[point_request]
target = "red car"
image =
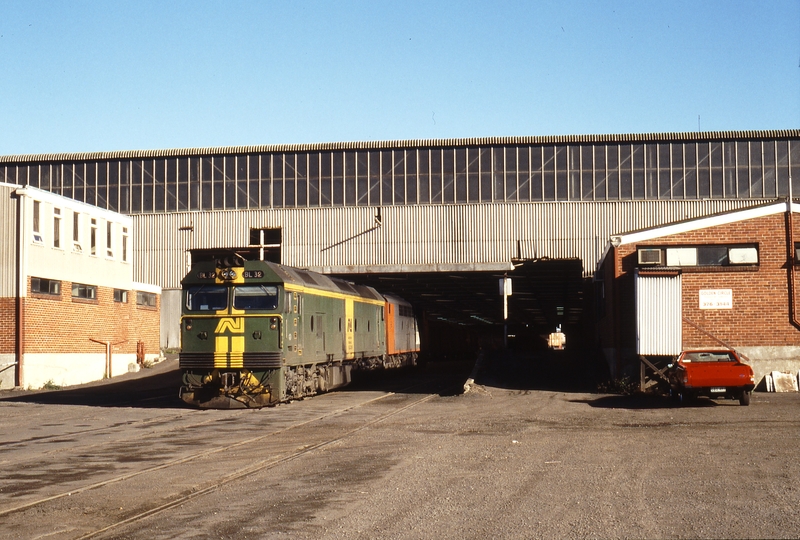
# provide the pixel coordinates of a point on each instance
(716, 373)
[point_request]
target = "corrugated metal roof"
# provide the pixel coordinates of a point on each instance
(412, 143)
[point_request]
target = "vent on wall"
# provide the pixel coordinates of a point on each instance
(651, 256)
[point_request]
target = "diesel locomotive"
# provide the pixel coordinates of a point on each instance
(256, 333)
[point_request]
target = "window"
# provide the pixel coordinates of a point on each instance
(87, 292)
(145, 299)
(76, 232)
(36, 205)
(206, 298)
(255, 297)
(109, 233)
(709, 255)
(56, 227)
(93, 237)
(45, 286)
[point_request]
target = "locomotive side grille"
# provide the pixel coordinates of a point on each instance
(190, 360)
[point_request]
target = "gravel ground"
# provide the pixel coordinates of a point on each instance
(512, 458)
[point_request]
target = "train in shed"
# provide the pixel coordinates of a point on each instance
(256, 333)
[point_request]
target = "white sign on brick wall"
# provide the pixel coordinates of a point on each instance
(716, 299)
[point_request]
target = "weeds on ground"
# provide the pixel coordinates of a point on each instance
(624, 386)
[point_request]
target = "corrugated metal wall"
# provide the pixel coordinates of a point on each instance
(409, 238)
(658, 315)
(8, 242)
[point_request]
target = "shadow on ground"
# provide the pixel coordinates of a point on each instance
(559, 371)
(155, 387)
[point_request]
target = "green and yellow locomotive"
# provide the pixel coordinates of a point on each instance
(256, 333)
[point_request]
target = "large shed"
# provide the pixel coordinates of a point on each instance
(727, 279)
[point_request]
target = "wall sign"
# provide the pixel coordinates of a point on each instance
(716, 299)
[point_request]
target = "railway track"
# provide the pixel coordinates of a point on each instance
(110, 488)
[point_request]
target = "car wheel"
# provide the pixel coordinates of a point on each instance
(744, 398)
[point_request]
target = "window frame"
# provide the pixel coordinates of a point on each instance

:: Required work ::
Copy all the records above exactly, but leave out the pictures.

:: Response below ::
[point_request]
target = "red car"
image =
# provide the pixel coordinates of a point on each instance
(716, 373)
[point_request]
target = "corrugated metal roof"
# provide the pixel coordinates of a point on each instance
(412, 143)
[point_request]
target = "vent on wall"
# provide the pixel coordinates of a point on each instance
(651, 256)
[point_request]
target = "diesel locomotive"
# provide the pixel coordinates of a point on each instance
(256, 333)
[point_request]
target = "window"
# provide the pixel coordinates of a point on each instance
(87, 292)
(145, 299)
(76, 232)
(36, 205)
(206, 298)
(255, 297)
(109, 233)
(709, 255)
(56, 227)
(93, 237)
(45, 286)
[point_request]
target = "locomotive side grille"
# provide the pixel coordinates of a point on each instance
(190, 360)
[point_request]
target = "gravel ground"
# provide the pixel coordinates of a point on each instance
(512, 458)
[point_request]
target = "train in shed"
# provide the pixel coordinates of a point on each instance
(256, 333)
[point_request]
target = "white sign on brick wall"
# provide the pixel coordinates of a point on each instance
(716, 299)
[point_request]
target = "weeds on ground"
# provide the pixel coordinates of a point on each instance
(624, 386)
[point_request]
target = "corrugated metal wall"
# provide the pixel coordinates of a point on each instance
(409, 238)
(658, 315)
(8, 242)
[point_request]
target = "shadow on ground"
# provide the pixel coordinates of a point on each instance
(559, 371)
(155, 387)
[point_request]
target = "green and yellow locomotive"
# provide the pixel coordinates of a point on each instance
(256, 333)
[point_request]
target = "large shed"
# provide the pixel coordinates of a point on each instance
(727, 279)
[point_request]
target = "wall sign"
# provide the pixel coordinates of a point on each instance
(716, 299)
[point_request]
target = "railway track"
# provide the pixel coordinates of a point on each instance
(110, 488)
[point_request]
target = "car wheel"
# provide the pixel coordinates of a point on each instance
(744, 398)
[point_request]
target = "window frame"
# provide the pixel coordinates of a point on each instance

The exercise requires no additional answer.